** begin SOURCE DATA **

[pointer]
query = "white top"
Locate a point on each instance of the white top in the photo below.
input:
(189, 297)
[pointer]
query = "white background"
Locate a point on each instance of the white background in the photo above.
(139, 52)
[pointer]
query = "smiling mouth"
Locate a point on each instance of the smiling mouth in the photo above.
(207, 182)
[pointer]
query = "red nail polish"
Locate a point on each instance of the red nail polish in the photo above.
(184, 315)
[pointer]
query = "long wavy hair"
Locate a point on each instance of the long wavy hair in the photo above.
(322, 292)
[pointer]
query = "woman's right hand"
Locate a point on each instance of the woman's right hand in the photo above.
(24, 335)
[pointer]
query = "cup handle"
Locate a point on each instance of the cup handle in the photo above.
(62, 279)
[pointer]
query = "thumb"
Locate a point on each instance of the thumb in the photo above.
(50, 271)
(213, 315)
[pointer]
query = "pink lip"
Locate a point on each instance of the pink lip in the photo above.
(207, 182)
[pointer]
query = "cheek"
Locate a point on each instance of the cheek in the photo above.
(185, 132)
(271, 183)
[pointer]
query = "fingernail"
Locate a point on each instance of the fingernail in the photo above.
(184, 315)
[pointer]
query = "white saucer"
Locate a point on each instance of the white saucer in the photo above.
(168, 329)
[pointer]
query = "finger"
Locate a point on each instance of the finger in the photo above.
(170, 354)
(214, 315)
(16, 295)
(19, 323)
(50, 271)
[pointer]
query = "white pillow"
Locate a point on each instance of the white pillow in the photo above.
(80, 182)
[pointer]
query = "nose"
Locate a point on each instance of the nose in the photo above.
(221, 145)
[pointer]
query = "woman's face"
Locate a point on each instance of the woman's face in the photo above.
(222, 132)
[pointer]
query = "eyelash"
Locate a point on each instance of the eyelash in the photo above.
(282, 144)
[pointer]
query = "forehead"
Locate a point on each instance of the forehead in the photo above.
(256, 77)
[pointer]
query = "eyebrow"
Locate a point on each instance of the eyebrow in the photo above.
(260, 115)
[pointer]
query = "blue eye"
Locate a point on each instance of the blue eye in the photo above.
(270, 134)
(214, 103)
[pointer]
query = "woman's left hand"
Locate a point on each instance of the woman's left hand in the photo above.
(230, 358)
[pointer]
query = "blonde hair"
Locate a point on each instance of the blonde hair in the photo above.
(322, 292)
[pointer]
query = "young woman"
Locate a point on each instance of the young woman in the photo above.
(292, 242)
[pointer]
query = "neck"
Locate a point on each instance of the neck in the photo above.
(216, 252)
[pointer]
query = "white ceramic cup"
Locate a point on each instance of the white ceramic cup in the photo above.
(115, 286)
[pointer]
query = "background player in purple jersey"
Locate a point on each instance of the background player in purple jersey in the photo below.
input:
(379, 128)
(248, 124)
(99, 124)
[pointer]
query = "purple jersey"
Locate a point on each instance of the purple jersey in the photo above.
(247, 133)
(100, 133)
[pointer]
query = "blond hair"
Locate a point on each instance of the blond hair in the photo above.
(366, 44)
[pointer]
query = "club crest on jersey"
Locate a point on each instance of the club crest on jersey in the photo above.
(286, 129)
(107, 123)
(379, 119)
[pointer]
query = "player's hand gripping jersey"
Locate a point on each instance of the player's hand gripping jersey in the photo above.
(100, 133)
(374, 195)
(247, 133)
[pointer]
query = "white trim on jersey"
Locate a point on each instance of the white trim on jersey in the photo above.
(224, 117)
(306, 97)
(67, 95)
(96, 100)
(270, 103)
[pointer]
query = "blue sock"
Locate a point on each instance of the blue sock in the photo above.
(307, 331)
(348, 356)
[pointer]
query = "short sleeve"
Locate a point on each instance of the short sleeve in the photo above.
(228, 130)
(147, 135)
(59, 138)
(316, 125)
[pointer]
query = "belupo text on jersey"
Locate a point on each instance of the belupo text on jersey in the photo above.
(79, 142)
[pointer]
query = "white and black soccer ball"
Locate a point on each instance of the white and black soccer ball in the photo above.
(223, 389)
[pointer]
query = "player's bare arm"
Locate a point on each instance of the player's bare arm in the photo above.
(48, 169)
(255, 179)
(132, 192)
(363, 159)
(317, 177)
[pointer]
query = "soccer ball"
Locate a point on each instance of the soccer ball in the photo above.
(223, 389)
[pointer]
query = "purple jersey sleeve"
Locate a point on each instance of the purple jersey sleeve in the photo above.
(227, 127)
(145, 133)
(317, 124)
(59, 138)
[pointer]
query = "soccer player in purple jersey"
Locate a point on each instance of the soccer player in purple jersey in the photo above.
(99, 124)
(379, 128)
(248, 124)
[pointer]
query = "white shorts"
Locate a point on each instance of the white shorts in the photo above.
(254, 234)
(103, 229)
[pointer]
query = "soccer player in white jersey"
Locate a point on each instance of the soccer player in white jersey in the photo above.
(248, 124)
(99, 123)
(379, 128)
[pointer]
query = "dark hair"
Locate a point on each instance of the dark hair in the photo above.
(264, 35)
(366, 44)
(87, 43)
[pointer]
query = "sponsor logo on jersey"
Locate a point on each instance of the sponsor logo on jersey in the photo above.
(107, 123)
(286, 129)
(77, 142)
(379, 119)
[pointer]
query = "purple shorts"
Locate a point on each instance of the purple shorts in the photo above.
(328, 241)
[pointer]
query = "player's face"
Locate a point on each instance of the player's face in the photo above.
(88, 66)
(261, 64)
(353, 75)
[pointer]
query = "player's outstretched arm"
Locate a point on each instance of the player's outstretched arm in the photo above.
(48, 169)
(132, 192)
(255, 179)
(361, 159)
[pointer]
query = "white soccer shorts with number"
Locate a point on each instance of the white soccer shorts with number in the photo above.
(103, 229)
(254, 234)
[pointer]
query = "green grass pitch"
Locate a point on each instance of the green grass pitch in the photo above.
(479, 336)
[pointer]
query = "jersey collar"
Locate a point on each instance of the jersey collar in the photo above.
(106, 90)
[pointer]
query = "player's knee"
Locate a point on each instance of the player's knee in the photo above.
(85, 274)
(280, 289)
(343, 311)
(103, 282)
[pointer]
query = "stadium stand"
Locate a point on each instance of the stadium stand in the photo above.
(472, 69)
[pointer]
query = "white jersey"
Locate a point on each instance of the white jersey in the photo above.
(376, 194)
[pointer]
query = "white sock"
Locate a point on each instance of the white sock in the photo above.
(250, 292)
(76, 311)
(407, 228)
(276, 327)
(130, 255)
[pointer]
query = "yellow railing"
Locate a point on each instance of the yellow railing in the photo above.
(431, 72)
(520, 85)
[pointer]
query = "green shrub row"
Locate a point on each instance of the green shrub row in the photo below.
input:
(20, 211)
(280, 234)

** end SOURCE DATA **

Pick out each line above containing the word "yellow" and copy it. Case matters.

query = "yellow railing"
Locate a point on each instance of the yellow railing in the photo above.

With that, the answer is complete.